[Coordinate annotation records]
_ _ _ _ _

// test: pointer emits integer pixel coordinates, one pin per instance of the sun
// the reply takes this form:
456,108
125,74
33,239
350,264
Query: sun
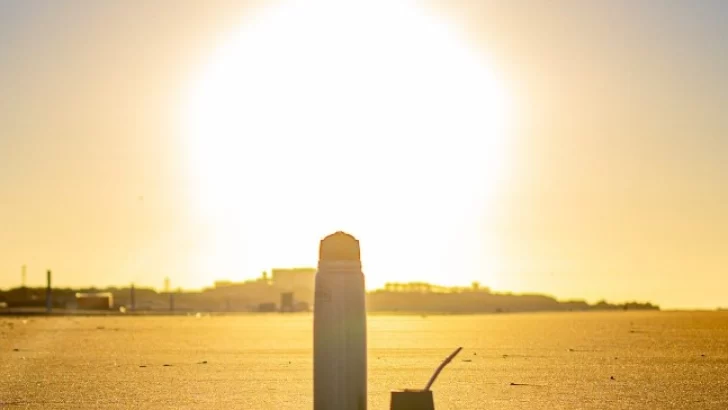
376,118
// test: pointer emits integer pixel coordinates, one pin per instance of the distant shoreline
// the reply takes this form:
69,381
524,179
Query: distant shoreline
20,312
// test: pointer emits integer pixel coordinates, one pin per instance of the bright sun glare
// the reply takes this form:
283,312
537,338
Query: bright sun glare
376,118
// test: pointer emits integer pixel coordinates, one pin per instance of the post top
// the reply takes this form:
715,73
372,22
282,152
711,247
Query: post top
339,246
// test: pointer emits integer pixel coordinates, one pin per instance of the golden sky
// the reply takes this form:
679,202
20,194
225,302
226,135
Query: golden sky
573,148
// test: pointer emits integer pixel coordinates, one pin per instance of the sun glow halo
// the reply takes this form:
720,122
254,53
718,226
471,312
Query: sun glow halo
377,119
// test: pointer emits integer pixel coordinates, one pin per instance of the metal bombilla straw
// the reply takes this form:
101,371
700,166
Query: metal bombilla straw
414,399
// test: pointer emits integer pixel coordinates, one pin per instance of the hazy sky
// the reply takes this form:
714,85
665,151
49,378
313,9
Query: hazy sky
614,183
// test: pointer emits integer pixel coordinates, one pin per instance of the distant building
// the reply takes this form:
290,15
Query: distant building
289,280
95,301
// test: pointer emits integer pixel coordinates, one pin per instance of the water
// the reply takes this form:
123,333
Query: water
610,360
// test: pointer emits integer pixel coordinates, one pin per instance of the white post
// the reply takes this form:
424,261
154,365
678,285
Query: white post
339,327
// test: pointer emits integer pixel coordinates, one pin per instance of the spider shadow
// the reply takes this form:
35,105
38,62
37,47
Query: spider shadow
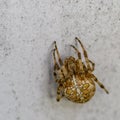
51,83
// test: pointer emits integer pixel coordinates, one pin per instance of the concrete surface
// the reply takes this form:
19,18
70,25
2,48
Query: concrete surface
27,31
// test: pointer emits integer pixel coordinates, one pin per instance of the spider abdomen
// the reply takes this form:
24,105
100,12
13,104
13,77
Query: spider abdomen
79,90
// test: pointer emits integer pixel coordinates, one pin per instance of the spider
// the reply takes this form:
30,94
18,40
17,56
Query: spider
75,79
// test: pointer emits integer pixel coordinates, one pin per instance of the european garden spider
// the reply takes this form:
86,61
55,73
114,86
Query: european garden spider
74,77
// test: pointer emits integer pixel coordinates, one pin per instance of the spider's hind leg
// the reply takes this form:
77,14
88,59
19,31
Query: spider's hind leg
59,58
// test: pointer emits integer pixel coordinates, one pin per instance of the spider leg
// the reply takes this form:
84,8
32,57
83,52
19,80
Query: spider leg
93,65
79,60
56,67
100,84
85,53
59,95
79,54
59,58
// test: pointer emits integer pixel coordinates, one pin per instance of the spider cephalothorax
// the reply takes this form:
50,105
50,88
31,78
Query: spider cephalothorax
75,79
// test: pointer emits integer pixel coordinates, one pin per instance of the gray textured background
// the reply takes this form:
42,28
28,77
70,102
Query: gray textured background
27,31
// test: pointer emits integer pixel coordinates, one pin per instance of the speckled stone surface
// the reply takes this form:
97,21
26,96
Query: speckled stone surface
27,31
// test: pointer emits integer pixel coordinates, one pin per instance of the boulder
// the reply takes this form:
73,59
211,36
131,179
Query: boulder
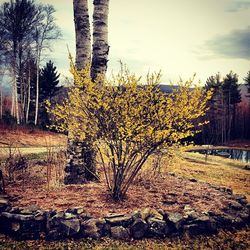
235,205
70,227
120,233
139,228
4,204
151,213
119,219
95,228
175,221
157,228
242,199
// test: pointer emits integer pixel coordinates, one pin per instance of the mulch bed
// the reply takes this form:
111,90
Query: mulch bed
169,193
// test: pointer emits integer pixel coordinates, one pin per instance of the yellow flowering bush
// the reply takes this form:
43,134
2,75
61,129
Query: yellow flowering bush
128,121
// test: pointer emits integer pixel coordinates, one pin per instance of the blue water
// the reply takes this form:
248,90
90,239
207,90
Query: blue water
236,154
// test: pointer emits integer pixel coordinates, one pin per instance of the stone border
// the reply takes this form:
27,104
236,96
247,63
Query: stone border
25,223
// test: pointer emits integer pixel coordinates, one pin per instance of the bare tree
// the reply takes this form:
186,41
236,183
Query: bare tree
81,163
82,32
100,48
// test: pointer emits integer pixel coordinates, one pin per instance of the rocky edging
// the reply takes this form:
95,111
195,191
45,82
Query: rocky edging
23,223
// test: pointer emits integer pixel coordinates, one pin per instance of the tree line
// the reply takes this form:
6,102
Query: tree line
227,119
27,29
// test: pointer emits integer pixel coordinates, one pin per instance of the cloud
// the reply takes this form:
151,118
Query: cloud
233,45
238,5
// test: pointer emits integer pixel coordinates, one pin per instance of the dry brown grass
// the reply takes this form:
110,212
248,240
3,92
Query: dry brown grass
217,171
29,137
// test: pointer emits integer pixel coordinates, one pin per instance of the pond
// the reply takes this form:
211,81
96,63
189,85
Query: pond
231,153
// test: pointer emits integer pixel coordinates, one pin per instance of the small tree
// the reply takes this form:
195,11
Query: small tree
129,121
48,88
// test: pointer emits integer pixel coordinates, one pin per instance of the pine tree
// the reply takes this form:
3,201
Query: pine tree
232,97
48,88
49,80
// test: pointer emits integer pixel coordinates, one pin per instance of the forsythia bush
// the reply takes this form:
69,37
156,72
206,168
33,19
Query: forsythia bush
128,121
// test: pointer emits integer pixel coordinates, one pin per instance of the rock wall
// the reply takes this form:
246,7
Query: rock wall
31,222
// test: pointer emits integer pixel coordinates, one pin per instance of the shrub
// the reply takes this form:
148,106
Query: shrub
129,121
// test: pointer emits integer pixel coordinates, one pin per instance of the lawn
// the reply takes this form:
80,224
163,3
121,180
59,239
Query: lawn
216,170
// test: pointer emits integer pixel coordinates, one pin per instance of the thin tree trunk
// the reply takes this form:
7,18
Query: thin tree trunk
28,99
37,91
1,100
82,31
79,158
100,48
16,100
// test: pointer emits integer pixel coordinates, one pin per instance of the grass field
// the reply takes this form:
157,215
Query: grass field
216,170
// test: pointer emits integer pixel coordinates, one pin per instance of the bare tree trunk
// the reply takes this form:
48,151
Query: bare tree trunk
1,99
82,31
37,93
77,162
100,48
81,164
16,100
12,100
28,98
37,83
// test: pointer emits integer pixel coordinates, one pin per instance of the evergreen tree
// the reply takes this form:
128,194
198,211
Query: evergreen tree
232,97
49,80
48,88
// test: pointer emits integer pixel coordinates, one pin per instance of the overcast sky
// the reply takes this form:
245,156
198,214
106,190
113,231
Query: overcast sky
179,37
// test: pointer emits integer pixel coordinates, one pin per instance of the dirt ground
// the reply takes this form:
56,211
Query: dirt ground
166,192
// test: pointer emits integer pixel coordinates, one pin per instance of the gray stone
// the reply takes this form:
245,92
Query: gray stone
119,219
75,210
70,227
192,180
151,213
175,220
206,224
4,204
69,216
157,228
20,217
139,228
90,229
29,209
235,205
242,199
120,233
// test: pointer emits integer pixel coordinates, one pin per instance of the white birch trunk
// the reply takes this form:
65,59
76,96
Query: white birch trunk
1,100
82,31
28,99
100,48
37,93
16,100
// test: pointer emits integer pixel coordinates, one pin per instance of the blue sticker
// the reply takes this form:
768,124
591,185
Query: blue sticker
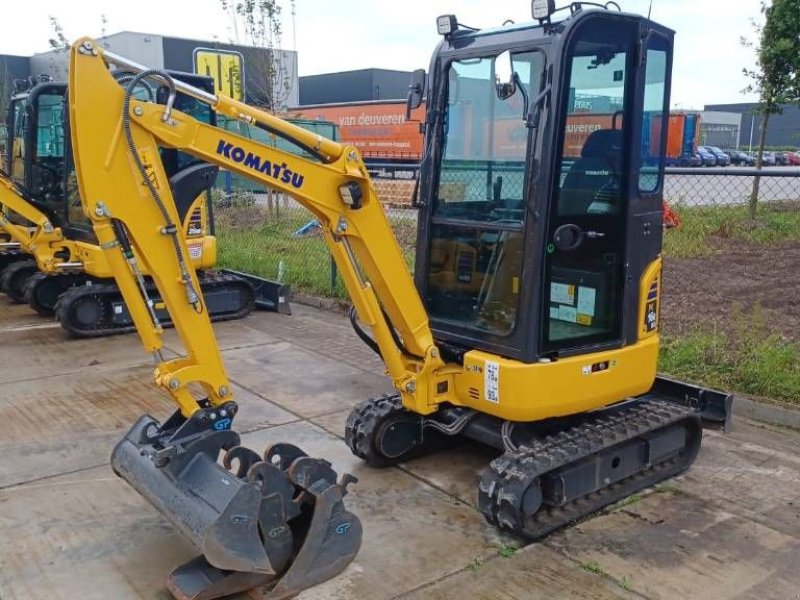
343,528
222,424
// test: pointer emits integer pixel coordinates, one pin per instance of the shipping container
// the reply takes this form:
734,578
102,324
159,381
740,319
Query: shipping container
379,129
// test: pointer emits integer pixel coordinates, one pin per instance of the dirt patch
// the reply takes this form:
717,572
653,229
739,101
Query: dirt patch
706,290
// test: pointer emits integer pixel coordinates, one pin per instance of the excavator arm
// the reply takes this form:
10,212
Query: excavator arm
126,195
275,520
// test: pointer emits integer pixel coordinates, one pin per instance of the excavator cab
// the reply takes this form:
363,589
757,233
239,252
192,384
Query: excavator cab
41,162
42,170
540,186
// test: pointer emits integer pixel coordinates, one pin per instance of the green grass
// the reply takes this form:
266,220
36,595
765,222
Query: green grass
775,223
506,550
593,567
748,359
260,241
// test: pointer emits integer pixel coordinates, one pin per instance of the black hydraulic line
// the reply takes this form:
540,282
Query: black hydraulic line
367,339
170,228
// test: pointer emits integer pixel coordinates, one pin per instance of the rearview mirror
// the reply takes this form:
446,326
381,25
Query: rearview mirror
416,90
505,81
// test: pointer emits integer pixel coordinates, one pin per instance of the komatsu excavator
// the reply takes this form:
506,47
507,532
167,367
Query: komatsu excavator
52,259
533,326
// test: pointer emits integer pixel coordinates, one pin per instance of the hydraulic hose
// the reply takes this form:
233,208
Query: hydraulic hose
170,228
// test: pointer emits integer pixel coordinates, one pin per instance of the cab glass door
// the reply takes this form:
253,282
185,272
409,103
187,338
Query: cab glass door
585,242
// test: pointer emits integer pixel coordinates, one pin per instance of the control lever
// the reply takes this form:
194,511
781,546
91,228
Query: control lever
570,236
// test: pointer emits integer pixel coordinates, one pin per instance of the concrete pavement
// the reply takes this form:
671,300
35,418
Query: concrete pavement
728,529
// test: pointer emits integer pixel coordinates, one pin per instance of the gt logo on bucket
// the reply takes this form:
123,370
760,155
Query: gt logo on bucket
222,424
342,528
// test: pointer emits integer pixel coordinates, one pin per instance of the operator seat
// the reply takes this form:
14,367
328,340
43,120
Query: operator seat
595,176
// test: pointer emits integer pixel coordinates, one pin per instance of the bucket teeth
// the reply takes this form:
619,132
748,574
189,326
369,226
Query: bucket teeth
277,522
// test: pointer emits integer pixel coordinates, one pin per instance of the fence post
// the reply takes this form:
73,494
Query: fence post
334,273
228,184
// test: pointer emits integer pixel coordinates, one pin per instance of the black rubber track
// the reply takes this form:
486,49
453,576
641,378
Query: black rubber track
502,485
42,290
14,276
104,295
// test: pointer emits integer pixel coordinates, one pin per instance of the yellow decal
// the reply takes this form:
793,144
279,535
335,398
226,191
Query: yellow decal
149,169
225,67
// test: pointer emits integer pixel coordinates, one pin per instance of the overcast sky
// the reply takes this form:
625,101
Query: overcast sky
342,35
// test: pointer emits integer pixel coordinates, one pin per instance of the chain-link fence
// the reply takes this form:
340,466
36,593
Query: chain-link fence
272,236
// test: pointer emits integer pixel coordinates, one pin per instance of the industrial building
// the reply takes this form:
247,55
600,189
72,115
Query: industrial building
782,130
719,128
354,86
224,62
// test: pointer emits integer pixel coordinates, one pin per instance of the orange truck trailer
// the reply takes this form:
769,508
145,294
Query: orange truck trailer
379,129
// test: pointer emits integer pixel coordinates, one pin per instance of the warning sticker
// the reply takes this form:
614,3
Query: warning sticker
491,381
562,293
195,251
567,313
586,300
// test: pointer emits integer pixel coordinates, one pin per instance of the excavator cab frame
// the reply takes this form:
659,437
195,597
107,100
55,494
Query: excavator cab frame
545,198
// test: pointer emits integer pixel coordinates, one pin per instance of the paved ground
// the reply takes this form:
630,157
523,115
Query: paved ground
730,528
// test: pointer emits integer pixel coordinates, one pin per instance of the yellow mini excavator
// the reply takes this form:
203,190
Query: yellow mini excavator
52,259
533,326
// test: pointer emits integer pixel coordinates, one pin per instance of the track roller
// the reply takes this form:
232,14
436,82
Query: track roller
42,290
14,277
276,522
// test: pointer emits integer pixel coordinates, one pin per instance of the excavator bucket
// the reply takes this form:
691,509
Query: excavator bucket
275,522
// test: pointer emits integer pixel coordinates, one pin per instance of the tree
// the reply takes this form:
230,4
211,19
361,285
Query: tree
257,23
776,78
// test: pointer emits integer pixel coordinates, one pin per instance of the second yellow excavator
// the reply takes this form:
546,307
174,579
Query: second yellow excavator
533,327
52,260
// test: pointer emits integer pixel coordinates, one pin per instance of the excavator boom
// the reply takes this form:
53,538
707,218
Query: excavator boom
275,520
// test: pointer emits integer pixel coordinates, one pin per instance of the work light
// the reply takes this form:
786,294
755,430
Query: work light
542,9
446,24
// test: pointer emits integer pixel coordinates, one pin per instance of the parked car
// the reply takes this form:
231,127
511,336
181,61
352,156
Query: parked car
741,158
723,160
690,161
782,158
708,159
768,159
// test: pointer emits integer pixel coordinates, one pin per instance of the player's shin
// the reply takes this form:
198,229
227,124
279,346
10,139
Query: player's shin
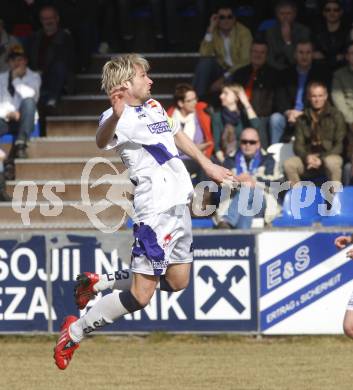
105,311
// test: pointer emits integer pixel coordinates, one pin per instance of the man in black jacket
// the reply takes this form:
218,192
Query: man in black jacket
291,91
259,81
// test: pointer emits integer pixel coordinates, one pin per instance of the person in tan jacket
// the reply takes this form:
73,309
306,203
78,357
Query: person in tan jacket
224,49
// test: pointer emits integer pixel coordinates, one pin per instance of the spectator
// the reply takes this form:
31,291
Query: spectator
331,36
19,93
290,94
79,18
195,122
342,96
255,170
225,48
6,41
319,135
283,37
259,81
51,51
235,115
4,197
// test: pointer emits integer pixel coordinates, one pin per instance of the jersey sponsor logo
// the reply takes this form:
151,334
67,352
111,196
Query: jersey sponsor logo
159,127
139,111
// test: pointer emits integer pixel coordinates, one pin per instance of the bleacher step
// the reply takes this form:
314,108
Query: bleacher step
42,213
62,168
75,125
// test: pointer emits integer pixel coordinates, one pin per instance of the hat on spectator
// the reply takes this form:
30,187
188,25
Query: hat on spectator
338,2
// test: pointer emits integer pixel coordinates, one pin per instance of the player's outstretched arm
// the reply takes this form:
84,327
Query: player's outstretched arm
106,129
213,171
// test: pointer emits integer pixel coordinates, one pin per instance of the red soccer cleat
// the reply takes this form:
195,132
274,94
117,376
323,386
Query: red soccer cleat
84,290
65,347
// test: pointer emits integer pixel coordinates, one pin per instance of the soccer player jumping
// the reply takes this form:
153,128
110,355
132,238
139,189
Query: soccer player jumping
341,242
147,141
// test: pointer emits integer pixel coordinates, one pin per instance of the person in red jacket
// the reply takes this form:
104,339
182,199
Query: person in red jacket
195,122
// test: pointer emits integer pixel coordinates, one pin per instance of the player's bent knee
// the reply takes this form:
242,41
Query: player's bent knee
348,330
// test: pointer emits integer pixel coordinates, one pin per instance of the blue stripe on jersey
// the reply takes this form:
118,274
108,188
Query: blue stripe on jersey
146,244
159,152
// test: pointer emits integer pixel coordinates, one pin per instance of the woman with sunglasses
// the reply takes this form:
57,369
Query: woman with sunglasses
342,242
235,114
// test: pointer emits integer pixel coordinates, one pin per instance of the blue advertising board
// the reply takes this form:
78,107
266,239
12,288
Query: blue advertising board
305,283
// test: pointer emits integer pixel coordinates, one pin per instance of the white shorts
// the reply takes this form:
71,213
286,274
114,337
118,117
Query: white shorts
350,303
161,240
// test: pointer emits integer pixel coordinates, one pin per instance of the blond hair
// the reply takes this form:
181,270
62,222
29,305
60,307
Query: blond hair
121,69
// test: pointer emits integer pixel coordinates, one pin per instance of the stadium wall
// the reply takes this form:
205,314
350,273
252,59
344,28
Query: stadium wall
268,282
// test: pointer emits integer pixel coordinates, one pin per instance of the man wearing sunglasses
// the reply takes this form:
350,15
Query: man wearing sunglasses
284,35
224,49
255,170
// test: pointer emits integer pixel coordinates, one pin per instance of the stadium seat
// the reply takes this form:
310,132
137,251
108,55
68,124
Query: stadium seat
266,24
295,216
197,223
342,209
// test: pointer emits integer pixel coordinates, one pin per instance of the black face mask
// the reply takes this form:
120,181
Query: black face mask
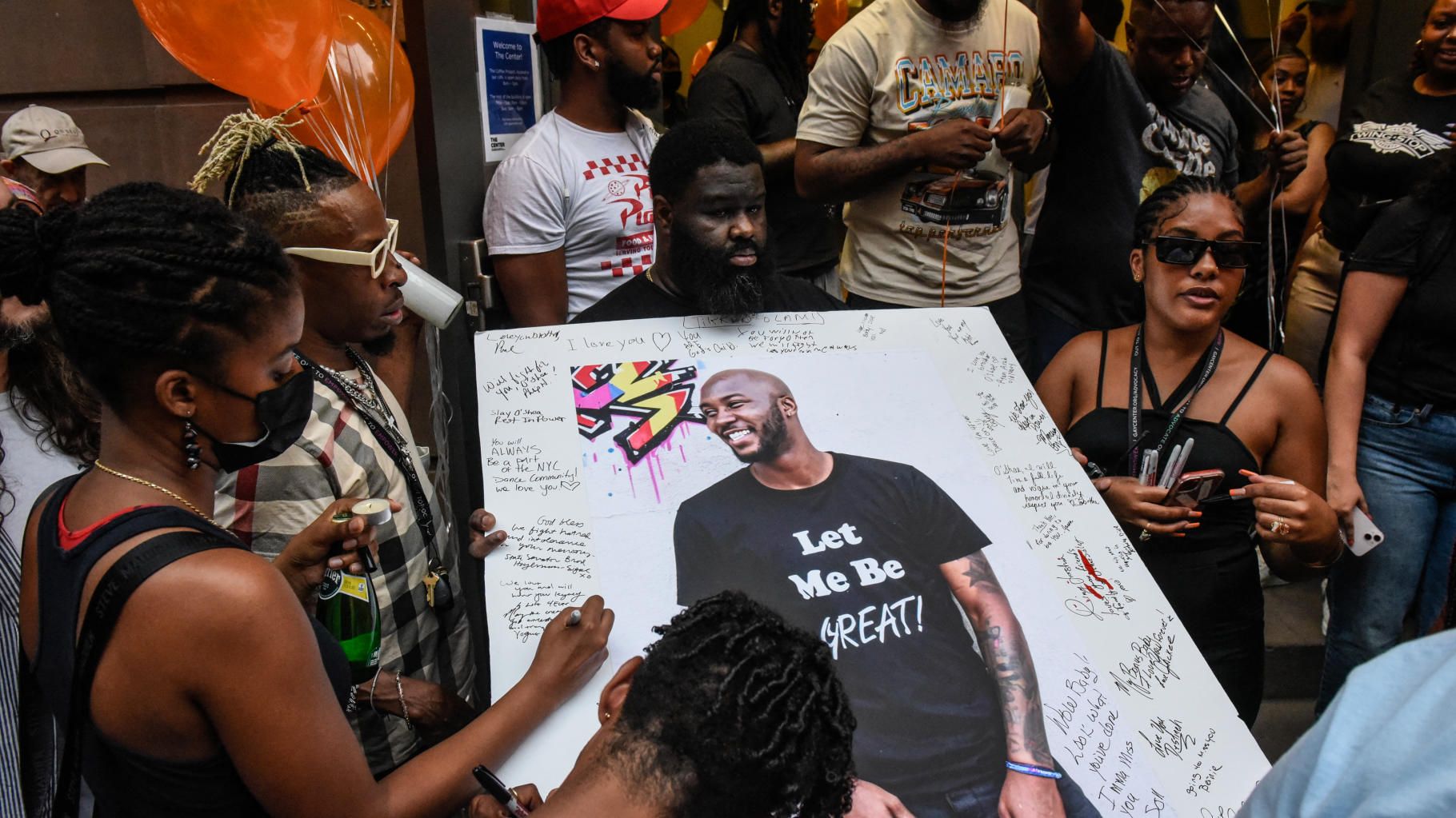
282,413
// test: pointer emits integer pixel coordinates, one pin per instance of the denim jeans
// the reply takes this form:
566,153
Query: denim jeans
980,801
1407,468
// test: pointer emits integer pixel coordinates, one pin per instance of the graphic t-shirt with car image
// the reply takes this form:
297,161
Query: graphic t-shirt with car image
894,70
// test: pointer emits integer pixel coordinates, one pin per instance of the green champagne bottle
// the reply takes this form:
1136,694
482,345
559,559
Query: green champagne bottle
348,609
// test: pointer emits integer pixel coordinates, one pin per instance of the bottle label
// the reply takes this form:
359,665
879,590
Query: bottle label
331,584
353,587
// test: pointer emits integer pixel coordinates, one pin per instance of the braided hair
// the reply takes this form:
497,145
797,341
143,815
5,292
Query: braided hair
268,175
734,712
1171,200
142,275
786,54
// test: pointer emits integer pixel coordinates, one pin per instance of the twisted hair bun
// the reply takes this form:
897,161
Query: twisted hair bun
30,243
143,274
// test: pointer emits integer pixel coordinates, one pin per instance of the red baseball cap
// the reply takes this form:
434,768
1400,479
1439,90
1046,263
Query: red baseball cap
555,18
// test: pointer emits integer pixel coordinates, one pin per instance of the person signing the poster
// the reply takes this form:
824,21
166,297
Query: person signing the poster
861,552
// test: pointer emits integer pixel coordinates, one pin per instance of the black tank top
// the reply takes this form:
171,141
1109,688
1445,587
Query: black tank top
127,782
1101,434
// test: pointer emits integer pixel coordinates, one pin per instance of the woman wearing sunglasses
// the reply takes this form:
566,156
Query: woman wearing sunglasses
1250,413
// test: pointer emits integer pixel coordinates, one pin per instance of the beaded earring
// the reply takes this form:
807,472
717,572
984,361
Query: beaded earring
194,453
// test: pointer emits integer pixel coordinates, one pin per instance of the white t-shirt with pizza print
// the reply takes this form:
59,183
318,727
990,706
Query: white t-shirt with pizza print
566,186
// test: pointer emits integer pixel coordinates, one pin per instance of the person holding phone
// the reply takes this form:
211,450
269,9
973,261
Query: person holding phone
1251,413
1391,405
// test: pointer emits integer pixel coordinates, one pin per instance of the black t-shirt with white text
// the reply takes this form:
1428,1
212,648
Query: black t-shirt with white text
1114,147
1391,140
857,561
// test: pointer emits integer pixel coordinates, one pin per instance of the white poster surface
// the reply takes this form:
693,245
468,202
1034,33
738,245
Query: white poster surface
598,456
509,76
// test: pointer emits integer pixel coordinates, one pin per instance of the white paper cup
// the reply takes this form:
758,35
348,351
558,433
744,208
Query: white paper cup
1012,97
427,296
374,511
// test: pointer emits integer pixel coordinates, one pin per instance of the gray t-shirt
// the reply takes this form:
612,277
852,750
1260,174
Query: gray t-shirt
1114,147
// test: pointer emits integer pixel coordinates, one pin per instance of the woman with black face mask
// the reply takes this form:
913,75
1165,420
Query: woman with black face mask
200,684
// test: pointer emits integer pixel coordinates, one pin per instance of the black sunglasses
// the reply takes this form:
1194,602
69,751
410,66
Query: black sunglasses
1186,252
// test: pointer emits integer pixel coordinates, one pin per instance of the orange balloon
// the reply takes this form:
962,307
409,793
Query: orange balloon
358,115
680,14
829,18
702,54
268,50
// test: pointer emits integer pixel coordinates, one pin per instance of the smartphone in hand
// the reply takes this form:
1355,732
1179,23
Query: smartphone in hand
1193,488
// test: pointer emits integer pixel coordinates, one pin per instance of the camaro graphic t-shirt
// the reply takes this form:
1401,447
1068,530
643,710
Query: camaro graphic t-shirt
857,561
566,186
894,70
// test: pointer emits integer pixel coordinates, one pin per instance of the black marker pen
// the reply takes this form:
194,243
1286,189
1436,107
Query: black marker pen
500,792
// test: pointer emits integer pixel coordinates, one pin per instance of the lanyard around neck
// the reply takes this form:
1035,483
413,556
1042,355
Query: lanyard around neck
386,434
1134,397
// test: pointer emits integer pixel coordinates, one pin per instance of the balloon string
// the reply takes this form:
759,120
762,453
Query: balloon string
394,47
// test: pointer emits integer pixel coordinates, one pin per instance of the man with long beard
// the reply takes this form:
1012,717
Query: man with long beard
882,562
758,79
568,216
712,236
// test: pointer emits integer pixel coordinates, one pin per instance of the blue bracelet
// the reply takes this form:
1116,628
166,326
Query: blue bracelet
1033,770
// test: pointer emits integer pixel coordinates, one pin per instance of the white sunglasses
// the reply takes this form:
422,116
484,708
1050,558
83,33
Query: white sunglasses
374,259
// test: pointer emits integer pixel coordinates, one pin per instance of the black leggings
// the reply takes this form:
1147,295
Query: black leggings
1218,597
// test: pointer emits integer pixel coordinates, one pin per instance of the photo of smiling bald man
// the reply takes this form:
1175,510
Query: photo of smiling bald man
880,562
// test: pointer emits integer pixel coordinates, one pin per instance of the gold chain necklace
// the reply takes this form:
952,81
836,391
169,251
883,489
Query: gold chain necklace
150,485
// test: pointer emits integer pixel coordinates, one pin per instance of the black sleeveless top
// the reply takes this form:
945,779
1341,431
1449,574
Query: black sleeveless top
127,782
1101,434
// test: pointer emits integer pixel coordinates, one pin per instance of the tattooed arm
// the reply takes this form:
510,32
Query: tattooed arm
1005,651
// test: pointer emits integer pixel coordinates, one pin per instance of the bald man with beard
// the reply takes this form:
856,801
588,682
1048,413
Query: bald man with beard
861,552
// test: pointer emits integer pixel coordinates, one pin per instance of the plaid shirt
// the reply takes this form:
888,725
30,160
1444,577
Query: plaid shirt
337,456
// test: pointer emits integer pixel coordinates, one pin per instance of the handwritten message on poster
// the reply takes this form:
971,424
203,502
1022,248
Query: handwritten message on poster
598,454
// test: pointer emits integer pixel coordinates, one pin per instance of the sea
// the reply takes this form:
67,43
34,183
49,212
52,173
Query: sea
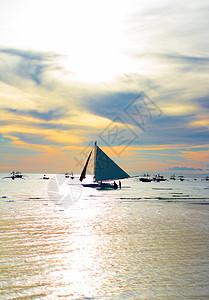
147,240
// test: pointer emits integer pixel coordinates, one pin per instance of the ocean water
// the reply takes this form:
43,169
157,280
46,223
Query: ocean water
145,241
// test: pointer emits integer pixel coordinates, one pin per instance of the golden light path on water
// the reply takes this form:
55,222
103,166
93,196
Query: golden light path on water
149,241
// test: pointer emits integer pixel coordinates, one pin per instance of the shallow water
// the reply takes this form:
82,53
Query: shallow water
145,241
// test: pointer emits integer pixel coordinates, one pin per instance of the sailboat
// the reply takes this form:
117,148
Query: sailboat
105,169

_ _ _ _ _

» Exercise directions: Substitute "sailing boat" for "sailboat" in the records from the line containing "the golden light path on water" through the end of the records, both ends included. Give only those lines again, with nothing else changed.

» The answer:
// test: pointer emits integer pixel coordinates, one pin per instance of the golden light path on water
// the reply takes this form:
55,222
103,166
93,196
Query: golden light path on water
149,241
// test: pointer emits integer pixel coordinates, one pin per instance of the shallow water
// the reply takes this form:
82,53
Query: shallow water
145,241
// test: pointer emits integer pixel coordinates, one pin per instance of the sailing boat
// the reply takes this form:
117,148
Query: sailing boat
105,169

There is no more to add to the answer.